[Excerpts from point annotation data]
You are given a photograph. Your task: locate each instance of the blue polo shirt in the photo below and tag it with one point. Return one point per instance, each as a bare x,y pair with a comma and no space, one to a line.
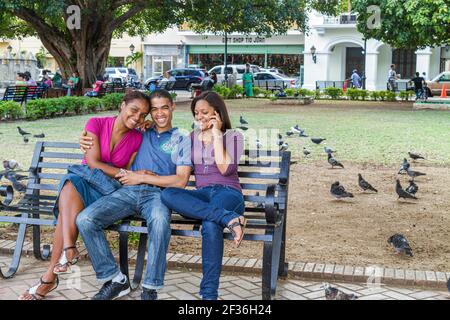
162,152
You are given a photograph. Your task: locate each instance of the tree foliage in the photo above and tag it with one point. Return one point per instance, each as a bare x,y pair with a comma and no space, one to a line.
407,23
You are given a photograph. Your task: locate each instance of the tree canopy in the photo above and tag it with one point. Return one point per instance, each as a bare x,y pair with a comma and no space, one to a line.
407,23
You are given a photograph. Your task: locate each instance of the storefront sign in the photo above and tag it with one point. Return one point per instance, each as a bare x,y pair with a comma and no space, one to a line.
244,39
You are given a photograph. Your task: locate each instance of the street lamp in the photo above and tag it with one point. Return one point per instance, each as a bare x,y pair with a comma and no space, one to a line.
313,53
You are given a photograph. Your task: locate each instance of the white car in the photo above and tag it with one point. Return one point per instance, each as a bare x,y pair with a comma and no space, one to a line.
274,81
124,74
235,69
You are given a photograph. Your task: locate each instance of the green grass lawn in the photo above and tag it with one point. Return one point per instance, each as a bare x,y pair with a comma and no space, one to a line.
360,132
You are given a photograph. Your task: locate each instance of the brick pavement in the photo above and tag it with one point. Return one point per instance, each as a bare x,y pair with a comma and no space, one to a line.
183,284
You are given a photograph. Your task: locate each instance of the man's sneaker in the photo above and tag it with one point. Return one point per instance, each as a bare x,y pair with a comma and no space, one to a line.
112,290
149,294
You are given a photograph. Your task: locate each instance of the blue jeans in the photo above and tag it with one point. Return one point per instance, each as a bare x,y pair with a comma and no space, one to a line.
143,200
216,206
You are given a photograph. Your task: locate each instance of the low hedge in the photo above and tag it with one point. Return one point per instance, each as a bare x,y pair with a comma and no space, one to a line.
10,110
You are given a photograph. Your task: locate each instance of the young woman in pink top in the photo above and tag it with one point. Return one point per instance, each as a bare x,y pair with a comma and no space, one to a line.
115,144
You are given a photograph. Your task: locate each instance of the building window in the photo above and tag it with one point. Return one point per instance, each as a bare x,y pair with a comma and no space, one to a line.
405,62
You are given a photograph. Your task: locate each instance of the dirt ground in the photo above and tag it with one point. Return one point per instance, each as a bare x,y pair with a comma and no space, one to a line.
355,232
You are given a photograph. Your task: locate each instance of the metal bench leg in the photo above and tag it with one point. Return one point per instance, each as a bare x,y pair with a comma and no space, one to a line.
271,258
140,261
17,253
38,254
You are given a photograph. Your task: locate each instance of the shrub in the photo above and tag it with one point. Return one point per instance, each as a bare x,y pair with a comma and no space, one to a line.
10,110
334,93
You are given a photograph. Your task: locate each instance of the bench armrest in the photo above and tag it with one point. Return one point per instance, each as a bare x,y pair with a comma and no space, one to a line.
271,210
8,193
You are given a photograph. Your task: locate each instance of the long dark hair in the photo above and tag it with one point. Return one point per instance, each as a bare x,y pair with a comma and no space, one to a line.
215,101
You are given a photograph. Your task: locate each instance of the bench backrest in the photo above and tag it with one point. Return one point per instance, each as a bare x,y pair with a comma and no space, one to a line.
257,169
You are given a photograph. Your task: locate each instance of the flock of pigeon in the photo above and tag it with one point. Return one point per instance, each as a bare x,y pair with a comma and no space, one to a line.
25,135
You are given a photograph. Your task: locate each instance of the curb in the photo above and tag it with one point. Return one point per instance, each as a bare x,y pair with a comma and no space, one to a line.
296,270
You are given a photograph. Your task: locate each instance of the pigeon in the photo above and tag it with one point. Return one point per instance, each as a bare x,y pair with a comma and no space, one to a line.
404,167
415,156
11,164
306,152
414,174
296,129
22,132
338,191
289,133
332,293
242,120
400,244
412,188
364,184
402,193
302,134
334,162
317,140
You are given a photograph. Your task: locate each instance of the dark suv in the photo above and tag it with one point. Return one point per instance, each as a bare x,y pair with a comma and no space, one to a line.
184,78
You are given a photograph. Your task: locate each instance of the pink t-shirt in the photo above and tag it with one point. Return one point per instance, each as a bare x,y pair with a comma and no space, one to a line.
124,149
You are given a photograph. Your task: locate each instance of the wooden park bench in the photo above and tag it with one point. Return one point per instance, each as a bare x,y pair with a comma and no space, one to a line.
264,179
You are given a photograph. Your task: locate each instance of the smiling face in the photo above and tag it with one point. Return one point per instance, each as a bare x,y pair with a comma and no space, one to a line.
134,112
162,113
202,113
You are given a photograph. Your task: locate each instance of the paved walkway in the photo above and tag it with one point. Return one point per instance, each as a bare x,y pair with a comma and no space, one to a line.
183,284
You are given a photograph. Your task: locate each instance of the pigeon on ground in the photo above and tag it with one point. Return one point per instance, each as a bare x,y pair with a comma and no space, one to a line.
402,193
412,188
332,293
11,164
22,132
415,156
317,140
400,244
289,133
364,184
334,162
306,152
414,174
338,191
404,167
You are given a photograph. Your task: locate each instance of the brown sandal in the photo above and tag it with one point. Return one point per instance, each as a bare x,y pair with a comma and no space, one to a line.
33,290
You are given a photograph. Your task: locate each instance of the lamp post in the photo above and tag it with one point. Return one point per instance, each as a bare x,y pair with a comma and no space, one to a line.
313,54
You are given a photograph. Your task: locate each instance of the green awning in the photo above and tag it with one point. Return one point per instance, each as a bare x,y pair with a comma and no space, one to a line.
247,49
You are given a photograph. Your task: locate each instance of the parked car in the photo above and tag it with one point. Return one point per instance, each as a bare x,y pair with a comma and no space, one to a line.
274,81
236,69
124,74
184,78
435,85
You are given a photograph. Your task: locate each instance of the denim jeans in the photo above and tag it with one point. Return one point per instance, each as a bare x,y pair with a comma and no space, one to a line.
129,200
216,206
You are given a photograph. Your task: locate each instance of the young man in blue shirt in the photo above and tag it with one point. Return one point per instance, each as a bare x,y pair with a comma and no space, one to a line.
163,160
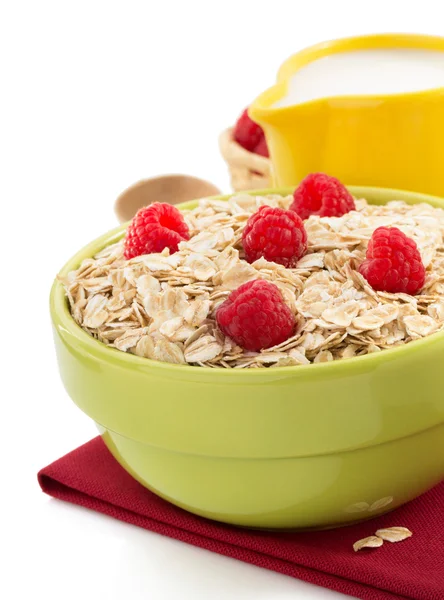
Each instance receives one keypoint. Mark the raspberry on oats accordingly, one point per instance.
(247, 133)
(164, 306)
(393, 262)
(255, 316)
(261, 147)
(155, 228)
(321, 195)
(275, 234)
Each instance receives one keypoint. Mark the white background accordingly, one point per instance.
(94, 96)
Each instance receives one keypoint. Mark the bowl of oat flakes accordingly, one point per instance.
(340, 421)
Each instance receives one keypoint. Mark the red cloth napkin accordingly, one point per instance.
(412, 569)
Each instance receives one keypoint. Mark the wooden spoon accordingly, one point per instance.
(166, 188)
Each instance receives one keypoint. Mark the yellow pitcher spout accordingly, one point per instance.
(385, 140)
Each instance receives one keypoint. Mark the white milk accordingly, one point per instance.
(366, 72)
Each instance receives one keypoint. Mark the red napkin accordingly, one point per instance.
(410, 570)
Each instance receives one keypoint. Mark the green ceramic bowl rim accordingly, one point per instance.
(63, 321)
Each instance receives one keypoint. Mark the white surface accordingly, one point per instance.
(89, 104)
(390, 71)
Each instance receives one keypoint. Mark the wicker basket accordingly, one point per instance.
(248, 171)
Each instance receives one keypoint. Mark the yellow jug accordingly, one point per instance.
(387, 140)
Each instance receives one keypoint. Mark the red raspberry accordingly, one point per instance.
(262, 147)
(393, 263)
(322, 195)
(255, 316)
(154, 228)
(247, 133)
(276, 234)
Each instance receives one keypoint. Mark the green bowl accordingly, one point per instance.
(320, 445)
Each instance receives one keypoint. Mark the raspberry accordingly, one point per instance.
(255, 316)
(154, 228)
(276, 234)
(261, 147)
(247, 133)
(322, 195)
(393, 263)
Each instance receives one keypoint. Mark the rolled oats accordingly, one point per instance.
(163, 306)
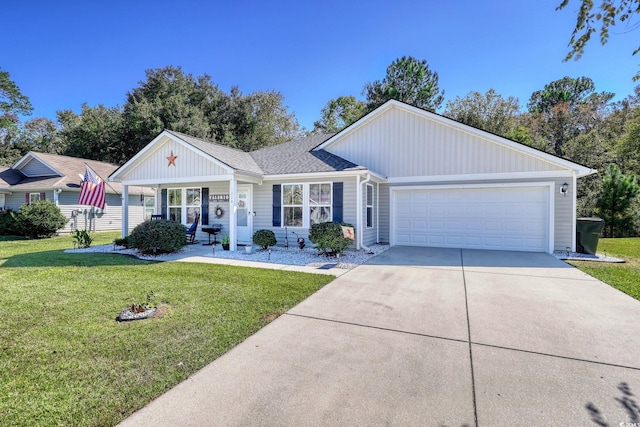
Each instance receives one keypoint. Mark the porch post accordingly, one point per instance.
(125, 210)
(358, 211)
(233, 205)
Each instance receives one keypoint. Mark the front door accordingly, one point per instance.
(244, 215)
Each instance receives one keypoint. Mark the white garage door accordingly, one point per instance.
(501, 218)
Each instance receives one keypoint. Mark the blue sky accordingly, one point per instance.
(62, 54)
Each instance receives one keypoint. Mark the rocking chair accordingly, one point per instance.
(191, 232)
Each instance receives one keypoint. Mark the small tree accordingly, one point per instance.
(40, 219)
(615, 199)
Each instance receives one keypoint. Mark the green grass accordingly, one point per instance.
(626, 276)
(65, 361)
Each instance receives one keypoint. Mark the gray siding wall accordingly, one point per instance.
(83, 217)
(262, 206)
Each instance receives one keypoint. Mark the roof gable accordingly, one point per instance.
(398, 140)
(194, 157)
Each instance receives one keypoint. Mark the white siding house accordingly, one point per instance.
(400, 175)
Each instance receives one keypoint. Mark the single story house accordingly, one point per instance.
(400, 175)
(42, 176)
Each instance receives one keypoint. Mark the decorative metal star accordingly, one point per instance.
(172, 159)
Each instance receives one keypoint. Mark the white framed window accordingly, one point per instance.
(174, 203)
(369, 205)
(193, 203)
(34, 197)
(149, 203)
(292, 205)
(306, 204)
(319, 203)
(184, 204)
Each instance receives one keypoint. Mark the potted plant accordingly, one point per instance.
(225, 243)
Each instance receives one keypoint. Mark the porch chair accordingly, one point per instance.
(191, 232)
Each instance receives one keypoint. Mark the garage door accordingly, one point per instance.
(501, 218)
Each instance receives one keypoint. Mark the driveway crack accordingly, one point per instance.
(466, 307)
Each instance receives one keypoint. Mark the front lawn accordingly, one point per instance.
(626, 276)
(64, 360)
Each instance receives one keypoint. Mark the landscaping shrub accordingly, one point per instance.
(264, 238)
(328, 238)
(9, 223)
(40, 219)
(82, 238)
(158, 237)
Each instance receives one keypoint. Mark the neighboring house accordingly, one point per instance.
(41, 176)
(400, 175)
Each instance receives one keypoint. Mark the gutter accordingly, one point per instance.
(360, 234)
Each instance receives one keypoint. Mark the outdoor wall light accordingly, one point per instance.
(563, 189)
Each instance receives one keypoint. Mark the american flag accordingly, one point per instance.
(92, 192)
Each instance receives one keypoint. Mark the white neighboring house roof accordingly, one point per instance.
(577, 169)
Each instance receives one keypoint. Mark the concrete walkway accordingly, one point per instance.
(438, 337)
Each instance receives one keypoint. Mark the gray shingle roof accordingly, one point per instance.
(71, 168)
(296, 157)
(236, 159)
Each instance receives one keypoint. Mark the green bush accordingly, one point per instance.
(82, 238)
(158, 237)
(328, 238)
(9, 223)
(264, 238)
(40, 219)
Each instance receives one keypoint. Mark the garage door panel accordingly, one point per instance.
(511, 218)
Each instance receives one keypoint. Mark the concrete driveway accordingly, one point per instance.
(423, 336)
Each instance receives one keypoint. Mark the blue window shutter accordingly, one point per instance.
(338, 190)
(163, 201)
(277, 205)
(205, 206)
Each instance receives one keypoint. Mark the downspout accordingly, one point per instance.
(360, 235)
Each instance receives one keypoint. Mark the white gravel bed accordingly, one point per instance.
(278, 255)
(295, 256)
(575, 256)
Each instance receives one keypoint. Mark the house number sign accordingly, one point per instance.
(218, 197)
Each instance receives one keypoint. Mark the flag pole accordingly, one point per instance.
(103, 180)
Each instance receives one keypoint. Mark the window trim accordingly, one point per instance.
(369, 205)
(306, 205)
(183, 206)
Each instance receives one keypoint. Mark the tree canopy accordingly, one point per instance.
(609, 14)
(408, 80)
(489, 111)
(339, 113)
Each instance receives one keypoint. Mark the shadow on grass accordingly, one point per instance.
(58, 258)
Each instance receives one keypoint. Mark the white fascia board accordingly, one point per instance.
(150, 148)
(481, 177)
(578, 169)
(324, 175)
(180, 180)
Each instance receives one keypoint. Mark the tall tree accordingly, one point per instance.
(614, 203)
(12, 102)
(566, 108)
(408, 80)
(609, 13)
(96, 133)
(490, 112)
(339, 113)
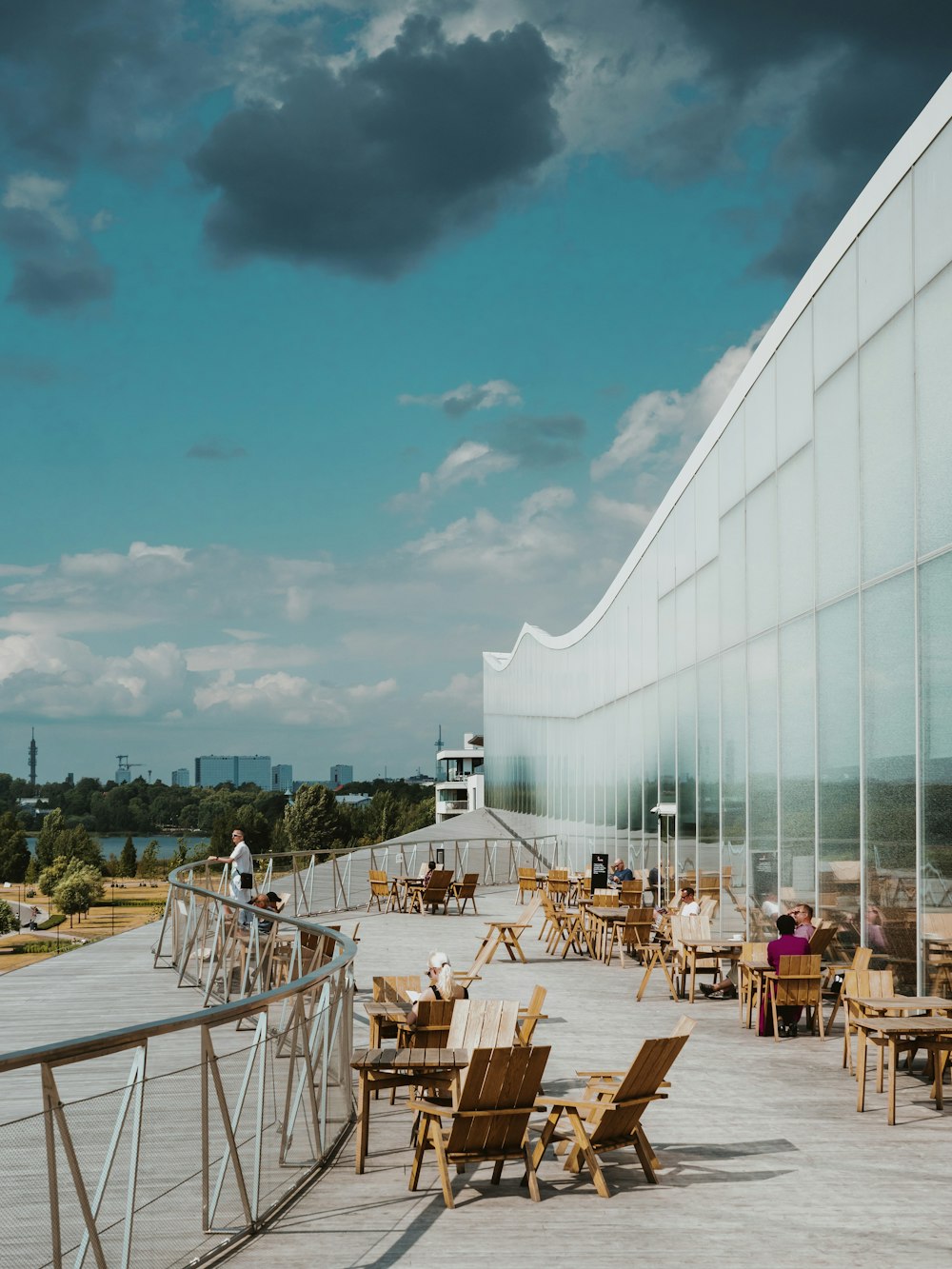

• WORK REQUIRED: Shift every point coordinate by adding 45 to each number in the answers, and write out the listing again from the line that contains "Each instance receives one keypoint. Mark the tall" through the end of the listing, including the requests. Leave the pictures out of your answer.

• EXERCISE RESULT:
Each instance receives one keypoint. Mark the tall tree accordingly, one point per instance.
(659, 248)
(57, 147)
(611, 153)
(453, 125)
(654, 58)
(141, 178)
(535, 157)
(384, 158)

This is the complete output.